• _READING PASSAGE_:

Leapin’ Lizards   Leave a comment

Collared Lizard USFWS

“A free day to to anything I want! Like eat bugs, and sit in the sun, and take a nap, and....”

Our calendar, and the way we tell time, is largely based on the Sun, and the position of the Earth in space, and other astronomical events and cycles. Thousands of years ago the Romans determined that it takes about 365 days for the cycles to repeat, and that’s why our calendar today has 365 days. However there was a problem – it’s not exactly 365 days, but approximately 365 days. So, why not just add in an extra day to make up for the difference? And that’s why we have Leap Year – once every four years there’s an extra day in February, so all our years can have an full number of days and we won’t have to try and think about a year with 365 and ¼ days. That extra ¼ day would make it really hard to schedule lunch.

As far as we know, plants and animals don’t use our calendar (though our calendars do use photos of plants and animals, probably without their permission). But some species do have behaviors that allow them to live as if almost outside of regular time; by hibernation and other forms of dormancy, some animals can sleep through times when food is scarce, or it’s too hot or cold, or other living conditions aren’t best. Usually these times are only for a few months, but a very few animals can remain dormant for longer periods – a type of Desert Snail (Sphincterochila boissieri) will stay sitting patiently for over a year until enough rains come for it to resume its normal life. Alligators, turtles, frogs and and other reptiles and amphibians are more sensitive to changes than other animals, and can become dormant for days or weeks, whenever the environment becomes too difficult.

It’s not unusual for plants to ‘sleep’ through the winter, but the record for dormancy goes to seeds. It’s been found some seeds can appear lifeless for years, or decades, or even centuries before they take root and grow.

We have to confess, no one’s actually found any lizards that are dormant for long periods. But who would read a post titled ‘Leapin’ Snails’?

• _SOURCE DATA_:
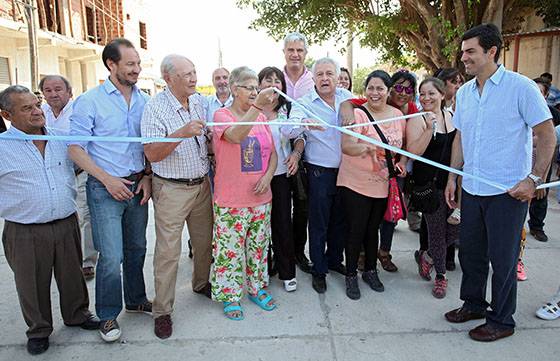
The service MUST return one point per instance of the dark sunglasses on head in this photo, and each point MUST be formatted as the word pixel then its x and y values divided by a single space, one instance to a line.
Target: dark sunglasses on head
pixel 407 89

• _WORK ITEM_:
Answer these questions from the post on Leap Year and dormancy.
1. Who determined that the cycles behind the calendar take about 365 days to repeat?
2. How long will the Desert Snail (Sphincterochila boissieri) remain sitting, and what must happen before it resumes its normal life?
3. What holds the record for dormancy?

• _ANSWER SECTION_:
1. The Romans, thousands of years ago.
2. For over a year, until enough rains come.
3. Seeds.